--- begin ---

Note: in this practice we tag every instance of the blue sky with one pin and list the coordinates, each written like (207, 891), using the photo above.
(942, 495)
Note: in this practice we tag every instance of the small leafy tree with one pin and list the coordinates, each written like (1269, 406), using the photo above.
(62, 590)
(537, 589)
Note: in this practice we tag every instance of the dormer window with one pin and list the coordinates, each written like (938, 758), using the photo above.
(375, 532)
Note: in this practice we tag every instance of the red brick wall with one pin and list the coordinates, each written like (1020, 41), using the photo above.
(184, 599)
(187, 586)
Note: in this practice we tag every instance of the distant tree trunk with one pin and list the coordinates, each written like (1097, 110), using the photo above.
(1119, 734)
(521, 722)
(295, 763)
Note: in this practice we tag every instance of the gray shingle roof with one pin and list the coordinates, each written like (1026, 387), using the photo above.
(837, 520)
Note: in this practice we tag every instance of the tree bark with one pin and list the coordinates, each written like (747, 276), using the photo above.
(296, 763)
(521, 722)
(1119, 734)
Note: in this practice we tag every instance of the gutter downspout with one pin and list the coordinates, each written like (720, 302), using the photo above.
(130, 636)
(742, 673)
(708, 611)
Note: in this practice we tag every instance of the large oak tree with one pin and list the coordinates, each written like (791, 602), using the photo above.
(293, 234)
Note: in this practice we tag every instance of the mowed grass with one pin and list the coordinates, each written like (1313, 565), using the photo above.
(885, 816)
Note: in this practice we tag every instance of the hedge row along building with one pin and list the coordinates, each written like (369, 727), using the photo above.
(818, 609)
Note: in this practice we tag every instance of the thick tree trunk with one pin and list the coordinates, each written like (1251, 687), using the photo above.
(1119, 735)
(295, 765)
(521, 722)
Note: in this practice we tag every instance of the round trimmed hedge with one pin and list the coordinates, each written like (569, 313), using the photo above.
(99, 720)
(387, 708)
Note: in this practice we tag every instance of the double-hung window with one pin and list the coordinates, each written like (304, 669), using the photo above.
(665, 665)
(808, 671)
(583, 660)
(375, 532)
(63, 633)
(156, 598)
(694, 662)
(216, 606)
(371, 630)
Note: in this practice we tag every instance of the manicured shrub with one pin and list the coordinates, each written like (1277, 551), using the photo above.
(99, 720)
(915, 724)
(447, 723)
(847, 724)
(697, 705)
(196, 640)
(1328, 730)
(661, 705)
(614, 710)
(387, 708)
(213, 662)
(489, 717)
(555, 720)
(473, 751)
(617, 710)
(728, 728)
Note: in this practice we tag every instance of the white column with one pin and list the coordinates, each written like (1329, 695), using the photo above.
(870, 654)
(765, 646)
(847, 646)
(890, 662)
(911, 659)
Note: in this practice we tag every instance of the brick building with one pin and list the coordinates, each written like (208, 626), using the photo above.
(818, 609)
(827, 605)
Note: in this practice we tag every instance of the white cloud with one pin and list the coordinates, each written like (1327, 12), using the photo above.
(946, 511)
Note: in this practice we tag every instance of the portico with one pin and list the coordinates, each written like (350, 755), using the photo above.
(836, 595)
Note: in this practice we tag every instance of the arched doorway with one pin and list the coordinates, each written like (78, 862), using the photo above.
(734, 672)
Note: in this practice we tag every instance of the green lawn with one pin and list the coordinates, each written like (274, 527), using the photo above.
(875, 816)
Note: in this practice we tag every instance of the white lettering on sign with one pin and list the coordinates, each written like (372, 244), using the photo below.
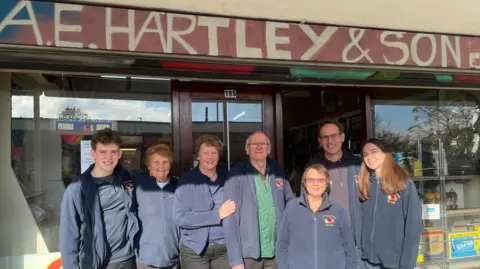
(155, 17)
(414, 49)
(231, 94)
(473, 59)
(356, 36)
(177, 34)
(242, 49)
(59, 27)
(318, 40)
(454, 52)
(395, 44)
(184, 34)
(273, 40)
(129, 29)
(10, 20)
(212, 25)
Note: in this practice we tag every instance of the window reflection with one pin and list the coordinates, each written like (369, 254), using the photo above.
(50, 149)
(435, 136)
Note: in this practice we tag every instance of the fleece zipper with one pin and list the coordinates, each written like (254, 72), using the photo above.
(374, 215)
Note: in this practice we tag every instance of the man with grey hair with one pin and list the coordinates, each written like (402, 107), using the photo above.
(260, 191)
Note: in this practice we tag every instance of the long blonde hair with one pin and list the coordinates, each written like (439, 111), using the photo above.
(393, 177)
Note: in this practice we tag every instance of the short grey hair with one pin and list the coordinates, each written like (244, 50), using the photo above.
(254, 133)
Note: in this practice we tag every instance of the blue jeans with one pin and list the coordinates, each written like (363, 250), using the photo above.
(361, 263)
(369, 265)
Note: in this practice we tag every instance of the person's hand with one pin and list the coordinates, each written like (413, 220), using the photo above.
(227, 209)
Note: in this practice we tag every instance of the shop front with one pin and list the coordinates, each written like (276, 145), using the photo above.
(69, 70)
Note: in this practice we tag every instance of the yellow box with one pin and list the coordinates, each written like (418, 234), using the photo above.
(468, 244)
(420, 258)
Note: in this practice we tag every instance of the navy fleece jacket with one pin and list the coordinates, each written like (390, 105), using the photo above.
(353, 163)
(83, 243)
(321, 240)
(158, 243)
(241, 228)
(392, 225)
(194, 208)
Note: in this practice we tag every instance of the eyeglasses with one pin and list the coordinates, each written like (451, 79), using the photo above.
(331, 137)
(315, 180)
(259, 144)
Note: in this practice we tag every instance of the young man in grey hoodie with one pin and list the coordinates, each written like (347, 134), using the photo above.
(97, 220)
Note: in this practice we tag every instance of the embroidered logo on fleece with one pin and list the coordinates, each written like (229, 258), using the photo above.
(128, 185)
(393, 198)
(329, 220)
(279, 183)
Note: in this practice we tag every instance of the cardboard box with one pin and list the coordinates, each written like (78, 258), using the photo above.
(433, 244)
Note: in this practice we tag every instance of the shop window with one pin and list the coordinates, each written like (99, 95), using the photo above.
(52, 125)
(435, 136)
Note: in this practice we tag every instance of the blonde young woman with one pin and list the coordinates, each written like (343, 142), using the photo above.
(392, 221)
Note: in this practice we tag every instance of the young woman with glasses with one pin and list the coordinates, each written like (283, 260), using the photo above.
(314, 232)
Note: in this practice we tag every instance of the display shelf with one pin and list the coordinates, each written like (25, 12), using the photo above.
(439, 178)
(475, 258)
(463, 212)
(35, 194)
(424, 264)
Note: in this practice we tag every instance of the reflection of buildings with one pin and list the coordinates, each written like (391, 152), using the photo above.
(59, 162)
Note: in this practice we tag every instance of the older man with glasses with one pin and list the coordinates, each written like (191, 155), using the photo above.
(343, 168)
(260, 191)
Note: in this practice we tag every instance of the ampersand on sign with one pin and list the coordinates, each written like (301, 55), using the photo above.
(355, 36)
(56, 264)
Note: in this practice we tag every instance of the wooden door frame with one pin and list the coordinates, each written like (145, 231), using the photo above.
(182, 95)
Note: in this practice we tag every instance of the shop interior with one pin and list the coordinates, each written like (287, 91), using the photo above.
(304, 109)
(433, 133)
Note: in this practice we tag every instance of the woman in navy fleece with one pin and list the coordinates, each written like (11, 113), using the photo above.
(199, 209)
(392, 221)
(314, 232)
(158, 245)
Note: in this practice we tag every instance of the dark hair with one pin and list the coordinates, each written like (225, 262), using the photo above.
(160, 149)
(106, 136)
(209, 140)
(330, 121)
(393, 177)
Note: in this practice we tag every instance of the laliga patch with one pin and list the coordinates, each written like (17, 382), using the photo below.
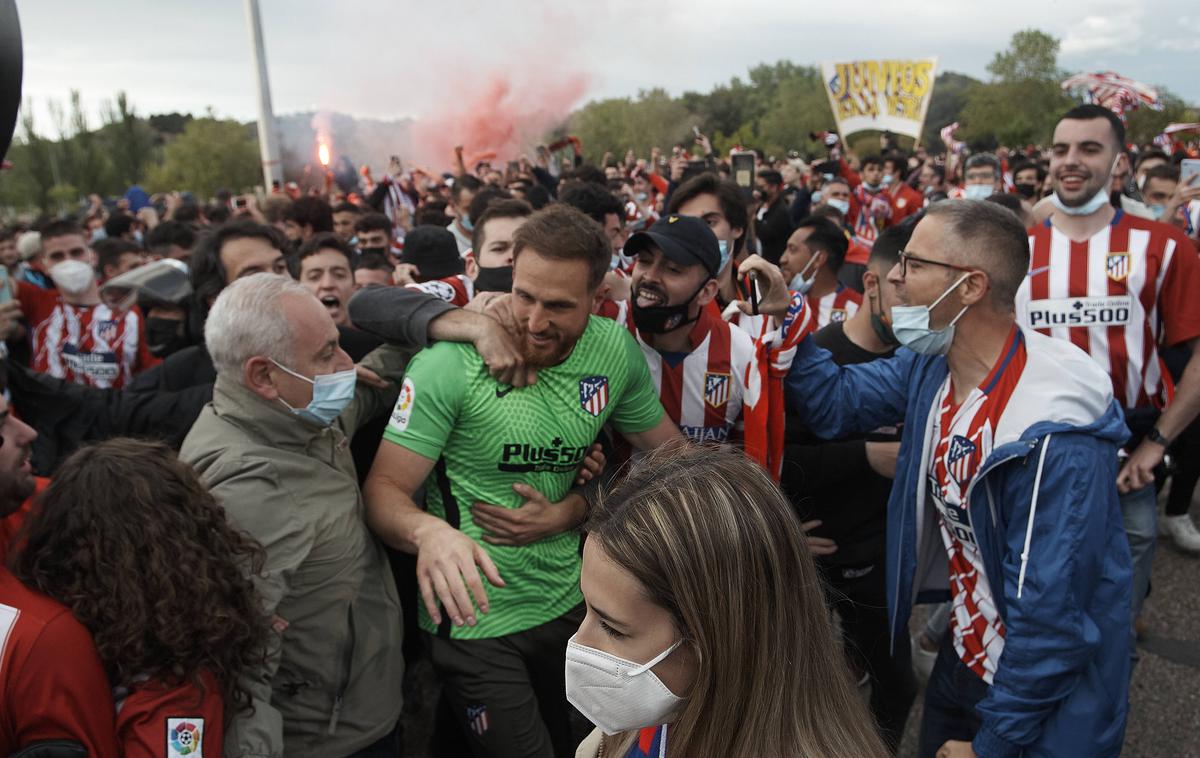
(403, 409)
(185, 737)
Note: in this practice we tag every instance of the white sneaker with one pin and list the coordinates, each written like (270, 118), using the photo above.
(1183, 531)
(922, 660)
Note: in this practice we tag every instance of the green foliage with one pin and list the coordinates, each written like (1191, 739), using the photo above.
(1031, 54)
(209, 155)
(1024, 102)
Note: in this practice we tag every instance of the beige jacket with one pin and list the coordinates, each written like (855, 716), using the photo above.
(333, 680)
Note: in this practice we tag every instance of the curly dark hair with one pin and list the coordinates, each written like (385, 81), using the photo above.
(129, 539)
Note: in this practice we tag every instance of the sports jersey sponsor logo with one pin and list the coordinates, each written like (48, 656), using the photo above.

--- end ---

Output the line that contains "Note: in this practice we tag every instance of the beige", followed by every later line in the listing, with no line omitted and none added.

### REPLY TO THE TASK
Note: in this practice we tag every instance of the beige jacket with one pin and list the coordinates, each written like (855, 716), using the photo above.
(333, 680)
Note: in this practice we tag every instance of the curly dark hair with one pin and list the coordinates, each written like (385, 81), using the photo above.
(129, 539)
Note: in this practice we tag every instance of the sports jersey sponsor logo with one pin and list the coordinates, each written like (48, 656), using the photo above.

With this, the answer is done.